Available data section start

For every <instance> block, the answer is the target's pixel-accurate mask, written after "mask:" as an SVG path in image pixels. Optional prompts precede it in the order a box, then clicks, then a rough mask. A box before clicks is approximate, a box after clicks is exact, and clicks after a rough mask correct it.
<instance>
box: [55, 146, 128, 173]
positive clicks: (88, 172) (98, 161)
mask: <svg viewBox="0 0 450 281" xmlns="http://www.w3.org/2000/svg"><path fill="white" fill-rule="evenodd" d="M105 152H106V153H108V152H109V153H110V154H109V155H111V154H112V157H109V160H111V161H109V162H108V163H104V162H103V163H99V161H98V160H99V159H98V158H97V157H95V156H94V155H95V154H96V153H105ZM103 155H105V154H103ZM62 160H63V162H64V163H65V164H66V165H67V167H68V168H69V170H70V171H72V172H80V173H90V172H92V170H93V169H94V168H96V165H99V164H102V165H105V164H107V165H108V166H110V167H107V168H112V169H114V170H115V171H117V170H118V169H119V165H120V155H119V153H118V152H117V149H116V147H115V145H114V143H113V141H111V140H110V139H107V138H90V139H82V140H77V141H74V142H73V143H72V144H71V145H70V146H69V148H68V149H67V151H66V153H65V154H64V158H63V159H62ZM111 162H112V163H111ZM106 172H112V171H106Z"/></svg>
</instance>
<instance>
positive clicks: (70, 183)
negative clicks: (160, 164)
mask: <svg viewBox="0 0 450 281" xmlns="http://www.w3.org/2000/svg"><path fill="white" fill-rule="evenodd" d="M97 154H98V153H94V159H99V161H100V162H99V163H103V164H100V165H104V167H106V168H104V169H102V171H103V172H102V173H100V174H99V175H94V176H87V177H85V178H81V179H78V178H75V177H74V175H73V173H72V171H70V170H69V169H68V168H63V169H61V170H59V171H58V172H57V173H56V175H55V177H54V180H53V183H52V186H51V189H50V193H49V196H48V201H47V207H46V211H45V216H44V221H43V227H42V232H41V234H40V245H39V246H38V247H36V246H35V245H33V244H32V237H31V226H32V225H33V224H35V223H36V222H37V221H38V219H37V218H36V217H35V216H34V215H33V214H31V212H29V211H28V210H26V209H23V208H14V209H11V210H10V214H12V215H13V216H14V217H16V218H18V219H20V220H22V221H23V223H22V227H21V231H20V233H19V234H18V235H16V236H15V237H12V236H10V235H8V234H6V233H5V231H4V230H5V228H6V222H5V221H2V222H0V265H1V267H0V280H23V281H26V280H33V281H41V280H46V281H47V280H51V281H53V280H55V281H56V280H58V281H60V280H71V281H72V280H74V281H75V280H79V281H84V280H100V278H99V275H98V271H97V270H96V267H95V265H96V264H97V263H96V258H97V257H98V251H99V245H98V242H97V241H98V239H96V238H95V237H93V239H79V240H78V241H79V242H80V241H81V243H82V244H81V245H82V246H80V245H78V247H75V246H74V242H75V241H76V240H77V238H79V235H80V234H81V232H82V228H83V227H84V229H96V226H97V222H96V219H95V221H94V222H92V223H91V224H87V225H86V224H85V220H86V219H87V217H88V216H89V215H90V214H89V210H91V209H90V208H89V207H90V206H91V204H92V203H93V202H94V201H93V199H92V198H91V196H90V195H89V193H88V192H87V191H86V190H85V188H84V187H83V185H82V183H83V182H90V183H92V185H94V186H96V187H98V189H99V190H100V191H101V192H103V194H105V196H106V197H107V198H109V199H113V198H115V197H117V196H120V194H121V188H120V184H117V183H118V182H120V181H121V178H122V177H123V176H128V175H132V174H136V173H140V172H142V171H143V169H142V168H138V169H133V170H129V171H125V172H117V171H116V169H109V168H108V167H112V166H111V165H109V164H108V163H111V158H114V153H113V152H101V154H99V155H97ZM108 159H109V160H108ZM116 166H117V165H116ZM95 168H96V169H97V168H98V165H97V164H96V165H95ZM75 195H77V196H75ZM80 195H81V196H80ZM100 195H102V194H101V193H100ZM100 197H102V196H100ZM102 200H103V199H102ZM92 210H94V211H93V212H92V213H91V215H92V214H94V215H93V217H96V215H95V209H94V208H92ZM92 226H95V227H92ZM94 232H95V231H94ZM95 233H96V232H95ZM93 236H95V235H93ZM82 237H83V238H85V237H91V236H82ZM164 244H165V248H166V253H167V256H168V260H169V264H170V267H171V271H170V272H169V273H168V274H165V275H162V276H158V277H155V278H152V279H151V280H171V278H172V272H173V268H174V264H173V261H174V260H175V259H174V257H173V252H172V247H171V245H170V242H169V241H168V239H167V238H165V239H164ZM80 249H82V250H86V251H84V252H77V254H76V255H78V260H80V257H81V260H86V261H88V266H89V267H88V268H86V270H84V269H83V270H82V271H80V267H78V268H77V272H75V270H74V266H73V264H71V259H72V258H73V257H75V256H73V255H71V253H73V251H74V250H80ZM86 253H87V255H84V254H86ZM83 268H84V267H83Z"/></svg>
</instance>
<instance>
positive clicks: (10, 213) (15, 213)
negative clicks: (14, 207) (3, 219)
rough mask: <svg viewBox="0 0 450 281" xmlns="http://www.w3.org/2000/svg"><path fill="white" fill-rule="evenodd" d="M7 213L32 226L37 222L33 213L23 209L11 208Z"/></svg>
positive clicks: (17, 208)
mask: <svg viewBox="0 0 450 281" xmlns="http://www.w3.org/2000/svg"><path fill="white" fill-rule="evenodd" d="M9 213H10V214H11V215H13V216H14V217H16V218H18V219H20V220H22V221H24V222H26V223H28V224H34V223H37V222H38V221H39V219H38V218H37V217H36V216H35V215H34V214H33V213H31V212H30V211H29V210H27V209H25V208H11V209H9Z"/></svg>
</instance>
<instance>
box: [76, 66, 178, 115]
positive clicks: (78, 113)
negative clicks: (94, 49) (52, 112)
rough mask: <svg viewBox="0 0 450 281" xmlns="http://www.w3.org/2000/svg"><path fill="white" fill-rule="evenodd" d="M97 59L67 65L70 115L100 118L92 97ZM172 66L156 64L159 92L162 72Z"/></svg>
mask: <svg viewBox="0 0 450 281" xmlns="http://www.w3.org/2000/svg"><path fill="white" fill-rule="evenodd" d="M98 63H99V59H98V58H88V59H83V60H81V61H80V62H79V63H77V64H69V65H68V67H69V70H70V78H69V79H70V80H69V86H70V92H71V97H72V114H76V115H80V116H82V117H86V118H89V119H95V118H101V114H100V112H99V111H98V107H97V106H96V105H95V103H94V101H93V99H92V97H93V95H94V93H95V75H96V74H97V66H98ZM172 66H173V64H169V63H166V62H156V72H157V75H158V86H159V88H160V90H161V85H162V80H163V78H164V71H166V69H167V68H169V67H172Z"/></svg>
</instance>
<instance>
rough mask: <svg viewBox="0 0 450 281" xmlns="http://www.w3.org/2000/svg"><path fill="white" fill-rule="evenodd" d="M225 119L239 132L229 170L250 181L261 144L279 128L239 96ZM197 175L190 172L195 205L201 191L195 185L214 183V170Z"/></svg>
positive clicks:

Available data section end

Reproduce every line of the data without changing a word.

* [Task solution]
For every <instance> block, the answer is the target's pixel-accurate mask, written after "mask:" as an SVG path in image pixels. Optional prompts precede it in the order a box, then clicks, then a rough mask. A box before clicks is approximate, a box after clicks is exact, and clicks after a rough mask correct it.
<instance>
box: [55, 146, 128, 173]
positive clicks: (88, 172) (98, 161)
mask: <svg viewBox="0 0 450 281" xmlns="http://www.w3.org/2000/svg"><path fill="white" fill-rule="evenodd" d="M105 152H106V153H108V152H109V153H110V154H109V155H111V154H112V157H109V160H111V161H109V162H108V163H104V162H103V163H99V161H98V160H99V159H98V158H97V157H95V156H94V155H95V154H96V153H105ZM103 155H105V154H103ZM62 160H63V162H64V163H65V164H66V165H67V167H68V168H69V170H70V171H72V172H80V173H90V172H92V170H93V169H94V168H96V165H99V164H102V165H105V164H107V165H108V166H110V167H107V168H112V169H114V170H115V171H117V170H118V169H119V165H120V155H119V153H118V152H117V149H116V147H115V145H114V143H113V141H111V140H110V139H107V138H90V139H82V140H77V141H74V142H73V143H72V144H71V145H70V146H69V148H68V149H67V151H66V153H65V154H64V158H63V159H62ZM111 162H112V163H111ZM106 172H112V171H106Z"/></svg>
</instance>
<instance>
positive clicks: (70, 183)
negative clicks: (160, 164)
mask: <svg viewBox="0 0 450 281" xmlns="http://www.w3.org/2000/svg"><path fill="white" fill-rule="evenodd" d="M97 154H98V153H94V159H99V161H100V162H99V163H103V164H100V165H104V167H106V168H104V169H102V171H103V172H102V173H100V174H99V175H94V176H87V177H85V178H81V179H78V178H75V177H74V175H73V173H72V171H70V170H69V169H68V168H63V169H61V170H59V171H58V172H57V173H56V175H55V177H54V180H53V183H52V186H51V189H50V193H49V196H48V201H47V207H46V211H45V216H44V221H43V227H42V232H41V234H40V245H39V246H38V247H36V246H35V245H33V244H32V237H31V226H32V225H33V224H35V223H36V222H37V221H38V219H37V218H36V217H35V216H34V215H33V214H31V212H29V211H28V210H26V209H23V208H14V209H11V210H10V214H12V215H13V216H14V217H16V218H18V219H20V220H22V221H23V223H22V227H21V231H20V233H19V234H18V235H16V236H15V237H12V236H10V235H8V234H6V233H5V231H4V230H5V228H6V222H5V221H2V222H0V265H1V267H0V280H23V281H26V280H33V281H41V280H46V281H47V280H51V281H53V280H55V281H56V280H58V281H60V280H71V281H72V280H74V281H75V280H79V281H84V280H100V278H99V275H98V271H97V270H96V267H95V265H96V264H97V263H96V258H97V257H98V251H99V245H98V242H97V241H98V239H96V238H95V237H93V239H79V240H78V241H79V242H80V241H81V243H82V244H81V245H82V246H80V245H78V247H75V246H74V242H75V241H76V240H77V238H79V235H80V234H81V232H82V228H83V227H84V229H96V226H97V222H96V219H95V221H94V222H92V223H91V224H87V225H86V224H85V220H86V219H87V217H88V216H89V215H90V214H89V210H91V209H90V208H89V207H90V206H91V204H92V203H93V202H94V201H93V199H92V198H91V196H90V195H89V193H88V192H87V191H86V190H85V188H84V187H83V185H82V183H83V182H90V183H92V185H94V186H96V187H98V189H99V190H100V191H101V192H103V194H105V196H106V197H107V198H109V199H113V198H115V197H117V196H120V194H121V188H120V184H117V183H118V182H120V181H121V178H122V177H123V176H128V175H132V174H136V173H140V172H142V171H143V169H142V168H138V169H133V170H129V171H125V172H117V171H116V169H109V168H108V167H112V166H111V165H109V164H108V163H111V158H114V153H113V152H101V154H99V155H97ZM108 159H109V160H108ZM116 166H117V165H116ZM95 168H96V169H97V168H98V165H97V164H96V165H95ZM75 195H77V196H75ZM80 195H81V196H80ZM100 195H102V194H101V193H100ZM100 197H102V196H100ZM102 200H103V199H102ZM92 210H94V211H93V212H92V213H91V215H92V214H94V215H93V217H96V215H95V209H94V208H92ZM92 226H95V227H92ZM94 232H95V231H94ZM95 233H96V232H95ZM93 236H95V235H93ZM82 237H83V238H85V237H91V236H82ZM164 244H165V248H166V253H167V256H168V260H169V264H170V267H171V271H170V272H169V273H168V274H165V275H162V276H158V277H155V278H152V279H151V280H171V278H172V272H173V268H174V264H173V261H174V260H175V259H174V257H173V252H172V247H171V245H170V242H169V241H168V239H167V238H165V239H164ZM80 249H82V250H86V251H84V252H77V254H76V255H78V260H80V257H81V260H86V261H88V266H89V267H88V268H86V270H84V269H83V270H82V271H80V267H78V268H77V272H75V270H74V266H73V264H71V259H72V258H73V257H75V256H73V255H71V253H73V251H74V250H80ZM86 253H87V255H84V254H86ZM83 268H84V267H83Z"/></svg>
</instance>
<instance>
positive clicks: (10, 213) (15, 213)
negative clicks: (14, 207) (3, 219)
rough mask: <svg viewBox="0 0 450 281" xmlns="http://www.w3.org/2000/svg"><path fill="white" fill-rule="evenodd" d="M7 213L32 226L37 222L33 213L23 209L11 208Z"/></svg>
positive clicks: (17, 208)
mask: <svg viewBox="0 0 450 281" xmlns="http://www.w3.org/2000/svg"><path fill="white" fill-rule="evenodd" d="M9 213H10V214H11V215H13V216H14V217H16V218H18V219H20V220H22V221H24V222H26V223H28V224H34V223H37V222H38V221H39V219H38V218H37V217H36V216H35V215H34V214H33V213H31V212H30V211H29V210H27V209H25V208H11V209H9Z"/></svg>
</instance>
<instance>
box: [76, 66, 178, 115]
positive clicks: (78, 113)
negative clicks: (94, 49) (52, 112)
rough mask: <svg viewBox="0 0 450 281" xmlns="http://www.w3.org/2000/svg"><path fill="white" fill-rule="evenodd" d="M97 59L67 65L70 115L100 118L92 97ZM172 66L156 64L159 92L162 72Z"/></svg>
mask: <svg viewBox="0 0 450 281" xmlns="http://www.w3.org/2000/svg"><path fill="white" fill-rule="evenodd" d="M98 63H99V59H98V58H88V59H83V60H81V61H80V62H79V63H77V64H69V65H68V67H69V70H70V78H69V79H70V80H69V86H70V92H71V97H72V114H76V115H80V116H82V117H86V118H89V119H95V118H101V114H100V112H99V111H98V107H97V106H96V105H95V103H94V101H93V99H92V97H93V95H94V93H95V75H96V74H97V66H98ZM172 66H173V64H169V63H166V62H156V72H157V75H158V86H159V88H160V90H161V85H162V80H163V78H164V71H166V69H167V68H169V67H172Z"/></svg>
</instance>
<instance>
rough mask: <svg viewBox="0 0 450 281" xmlns="http://www.w3.org/2000/svg"><path fill="white" fill-rule="evenodd" d="M225 119L239 132L229 170L250 181L261 144L279 128L239 96ZM197 175L190 172L195 205L201 191L195 185L214 183V170Z"/></svg>
positive clicks:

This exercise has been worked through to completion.